§ **GIVEN PROBLEM**: Please rewrite all of the rows below as a numbered list, leaving out any blank lines.

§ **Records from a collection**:
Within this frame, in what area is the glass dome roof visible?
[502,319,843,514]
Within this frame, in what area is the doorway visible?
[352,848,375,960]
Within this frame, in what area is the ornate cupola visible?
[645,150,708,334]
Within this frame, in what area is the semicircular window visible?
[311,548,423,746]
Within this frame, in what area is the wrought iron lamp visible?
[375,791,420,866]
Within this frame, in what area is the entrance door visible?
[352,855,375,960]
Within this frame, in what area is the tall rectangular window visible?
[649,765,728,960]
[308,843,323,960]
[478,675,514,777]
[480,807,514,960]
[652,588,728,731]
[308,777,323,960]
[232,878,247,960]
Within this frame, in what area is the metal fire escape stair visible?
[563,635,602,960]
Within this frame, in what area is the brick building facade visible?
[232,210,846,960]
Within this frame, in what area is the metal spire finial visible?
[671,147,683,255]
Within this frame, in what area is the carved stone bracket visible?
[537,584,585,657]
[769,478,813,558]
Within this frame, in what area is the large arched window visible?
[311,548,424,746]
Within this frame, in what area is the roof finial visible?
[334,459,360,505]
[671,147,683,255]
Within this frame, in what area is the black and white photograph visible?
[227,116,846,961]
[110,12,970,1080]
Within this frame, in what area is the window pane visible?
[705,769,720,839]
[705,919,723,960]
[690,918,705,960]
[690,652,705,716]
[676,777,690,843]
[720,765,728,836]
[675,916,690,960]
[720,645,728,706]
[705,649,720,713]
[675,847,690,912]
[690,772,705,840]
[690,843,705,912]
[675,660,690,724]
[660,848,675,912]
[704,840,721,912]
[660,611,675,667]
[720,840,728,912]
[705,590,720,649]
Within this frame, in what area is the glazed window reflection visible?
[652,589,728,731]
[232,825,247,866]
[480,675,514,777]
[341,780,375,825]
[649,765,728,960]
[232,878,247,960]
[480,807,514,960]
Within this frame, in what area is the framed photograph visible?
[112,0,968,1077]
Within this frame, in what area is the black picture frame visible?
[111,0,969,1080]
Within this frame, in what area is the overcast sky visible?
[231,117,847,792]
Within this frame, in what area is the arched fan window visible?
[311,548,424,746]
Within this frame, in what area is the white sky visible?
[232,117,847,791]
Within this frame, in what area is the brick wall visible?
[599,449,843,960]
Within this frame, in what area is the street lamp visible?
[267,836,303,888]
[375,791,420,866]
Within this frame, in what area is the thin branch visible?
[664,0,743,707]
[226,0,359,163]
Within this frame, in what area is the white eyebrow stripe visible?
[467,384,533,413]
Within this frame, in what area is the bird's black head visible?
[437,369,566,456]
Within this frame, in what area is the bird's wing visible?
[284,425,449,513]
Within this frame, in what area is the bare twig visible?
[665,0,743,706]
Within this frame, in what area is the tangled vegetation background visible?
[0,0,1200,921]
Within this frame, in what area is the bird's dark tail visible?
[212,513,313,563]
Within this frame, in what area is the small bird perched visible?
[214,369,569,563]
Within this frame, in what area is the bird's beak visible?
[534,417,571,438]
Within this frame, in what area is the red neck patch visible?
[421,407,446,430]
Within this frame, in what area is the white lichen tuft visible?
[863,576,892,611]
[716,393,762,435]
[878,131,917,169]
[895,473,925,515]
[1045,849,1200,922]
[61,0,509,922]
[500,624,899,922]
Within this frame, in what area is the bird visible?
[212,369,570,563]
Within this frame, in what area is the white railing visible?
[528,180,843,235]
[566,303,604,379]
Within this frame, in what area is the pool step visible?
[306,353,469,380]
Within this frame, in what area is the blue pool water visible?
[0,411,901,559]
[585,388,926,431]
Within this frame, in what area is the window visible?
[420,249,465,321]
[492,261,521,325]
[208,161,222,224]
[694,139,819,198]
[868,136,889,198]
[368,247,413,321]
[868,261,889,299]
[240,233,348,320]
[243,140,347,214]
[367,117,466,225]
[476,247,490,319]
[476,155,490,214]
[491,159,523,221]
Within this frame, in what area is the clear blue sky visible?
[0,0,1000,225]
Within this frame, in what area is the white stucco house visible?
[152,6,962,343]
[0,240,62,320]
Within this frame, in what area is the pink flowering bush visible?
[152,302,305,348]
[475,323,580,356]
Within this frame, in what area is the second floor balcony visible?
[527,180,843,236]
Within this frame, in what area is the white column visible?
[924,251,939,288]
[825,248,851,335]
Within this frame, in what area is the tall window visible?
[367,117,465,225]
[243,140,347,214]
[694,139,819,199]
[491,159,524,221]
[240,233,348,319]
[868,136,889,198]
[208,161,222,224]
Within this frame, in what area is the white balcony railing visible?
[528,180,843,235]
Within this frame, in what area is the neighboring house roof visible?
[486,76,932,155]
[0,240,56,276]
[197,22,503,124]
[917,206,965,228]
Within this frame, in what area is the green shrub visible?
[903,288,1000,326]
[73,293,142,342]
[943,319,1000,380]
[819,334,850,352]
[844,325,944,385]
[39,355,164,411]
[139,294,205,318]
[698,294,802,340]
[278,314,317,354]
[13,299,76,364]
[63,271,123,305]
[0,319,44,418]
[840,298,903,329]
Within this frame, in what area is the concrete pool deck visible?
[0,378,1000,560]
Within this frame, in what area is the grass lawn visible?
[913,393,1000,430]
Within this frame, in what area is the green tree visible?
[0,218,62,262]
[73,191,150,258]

§ **THE COMPLETED TASK**:
1. Within this frame, in what area is the glass dome roof visible?
2. [502,319,843,514]
3. Within this frame, in what area is the doorway visible?
4. [352,848,375,960]
5. Within this frame, in what area is the ornate cupola visible?
6. [645,150,708,334]
7. Within this frame, in what area is the semicircular window visible?
8. [311,548,423,746]
9. Within this frame, in what area is the wrought iron lamp visible?
10. [375,791,420,866]
11. Within this frame, in what area is the entrance door visible?
12. [352,855,375,960]
13. Within this frame, in what area is the tall rectangular window visible?
14. [649,765,728,960]
15. [308,843,323,960]
16. [478,675,514,777]
17. [480,807,514,960]
18. [652,588,728,731]
19. [308,777,323,960]
20. [232,878,247,960]
21. Within this frame, in what area is the metal fire escape stair visible?
22. [563,635,602,960]
23. Within this frame, in what area is the brick building facade visible?
24. [232,210,846,960]
25. Within this frame, in what area is the metal spire finial visible?
26. [671,147,683,255]
27. Within this frame, in what area is the carved stone bracket visible?
28. [537,584,585,657]
29. [769,478,813,558]
30. Within this frame, in what area is the large arched window visible?
31. [311,548,424,746]
32. Within this frame, in what area is the roof finial visible?
33. [334,459,360,505]
34. [671,147,683,255]
35. Within this frame, in what area is the black and white photograph visible?
36. [227,116,846,961]
37. [110,12,970,1080]
38. Within this frame, in what area is the window pane visible?
39. [705,769,720,839]
40. [705,919,723,960]
41. [690,918,705,960]
42. [690,652,705,716]
43. [676,777,690,843]
44. [720,765,728,836]
45. [675,916,690,960]
46. [720,645,728,706]
47. [705,649,720,713]
48. [675,847,690,912]
49. [690,772,705,840]
50. [690,843,705,912]
51. [675,660,690,724]
52. [660,848,675,912]
53. [704,840,721,912]
54. [660,611,675,667]
55. [720,840,728,912]
56. [705,590,720,649]
57. Within this frame, in what area is the glazed window reflection visible?
58. [652,589,728,731]
59. [232,825,247,866]
60. [480,675,514,777]
61. [341,780,375,825]
62. [649,765,728,960]
63. [232,878,247,960]
64. [480,807,514,960]
65. Within this frame, in what area is the framed photograph visible?
66. [112,0,968,1077]
67. Within this frame, in what area is the black picture frame visible?
68. [111,0,969,1080]
69. Within this frame, in what area is the overcast sky visible?
70. [231,117,847,792]
71. Within this frame, in what area is the arched fan window visible?
72. [311,548,424,746]
73. Within this frame, in what area is the white sky visible?
74. [232,117,847,791]
75. Within this frame, in what area is the brick wall visible?
76. [599,449,843,960]
77. Within this frame, in what area is the street lamp visible?
78. [267,836,303,888]
79. [375,791,420,866]
80. Within this frame, in what area is the thin branch visible?
81. [664,0,743,707]
82. [226,0,359,163]
83. Within this frame, in what area is the white eyebrow stripe visible?
84. [467,384,533,413]
85. Within this frame, in what area is the bird's black head visible?
86. [437,369,566,456]
87. Within this frame, in what area is the bird's wing visible?
88. [284,425,449,513]
89. Within this frame, in what area is the bare twig visible?
90. [665,0,743,706]
91. Within this frame, in what area is the tangled vegetation background visible?
92. [0,0,1200,921]
93. Within this frame, in what area is the bird's dark tail visible?
94. [212,513,313,563]
95. Within this frame, in what area is the small bird perched visible?
96. [214,369,569,563]
97. Within this frame, in what area is the bird's beak visible?
98. [534,417,571,438]
99. Within this frame, in what area is the red neck patch visible?
100. [421,407,446,430]
101. Within this frame, in what area is the white lichen tuft visible?
102. [863,576,892,611]
103. [716,393,762,435]
104. [878,131,917,169]
105. [895,473,925,515]
106. [1045,849,1200,922]
107. [61,0,509,922]
108. [500,624,899,922]
109. Within this frame, in what area is the bird visible?
110. [212,369,570,563]
111. Within this frame, in what area is the white railing visible?
112. [528,180,843,235]
113. [566,303,604,379]
114. Within this frame, in what area is the pool step visible?
115. [306,353,469,380]
116. Within this frame, in what area is the blue pool water visible?
117. [0,411,901,559]
118. [585,388,926,431]
119. Within this frame, in what area is the window visible?
120. [420,249,465,321]
121. [492,261,521,325]
122. [208,161,222,224]
123. [694,139,819,198]
124. [868,136,889,198]
125. [368,247,413,321]
126. [868,261,889,299]
127. [240,233,348,320]
128. [243,140,347,214]
129. [367,117,466,225]
130. [476,247,490,319]
131. [476,155,490,214]
132. [491,159,523,221]
133. Within this frame, in what area is the clear blue sky visible?
134. [0,0,1000,225]
135. Within this frame, in what area is the white stucco house visible?
136. [152,6,962,343]
137. [0,240,62,320]
138. Within this frame, in what area is the pink flowering bush visible?
139. [152,302,305,348]
140. [475,323,580,356]
141. Within this frame, in what area is the second floor balcony visible?
142. [527,180,843,236]
143. Within this frame, in what area is the white column visible?
144. [924,251,939,288]
145. [825,248,851,335]
146. Within this frame, in what area is the tall window visible?
147. [367,117,465,225]
148. [243,140,347,214]
149. [694,139,819,199]
150. [491,159,524,221]
151. [240,233,348,319]
152. [868,136,889,198]
153. [208,161,222,224]
154. Within this frame, in what area is the white balcony railing visible?
155. [528,180,843,235]
156. Within this frame, in what area is the neighboring house roof visible?
157. [486,76,932,155]
158. [0,240,56,276]
159. [197,22,503,124]
160. [917,206,965,228]
161. Within this frame, in what area is the green shrub visible?
162. [903,288,1000,326]
163. [73,293,142,342]
164. [943,319,1000,380]
165. [819,334,850,352]
166. [844,325,944,385]
167. [39,355,164,411]
168. [139,294,205,318]
169. [698,294,802,340]
170. [278,314,317,354]
171. [13,299,76,364]
172. [63,271,123,305]
173. [0,319,44,418]
174. [840,298,903,329]
175. Within this frame, in what area is the concrete pool deck visible?
176. [0,378,1000,560]
177. Within this frame, in what area is the grass lawn visible?
178. [913,393,1000,430]
179. Within this frame, in what area is the green tree visible?
180. [0,218,62,262]
181. [73,191,150,258]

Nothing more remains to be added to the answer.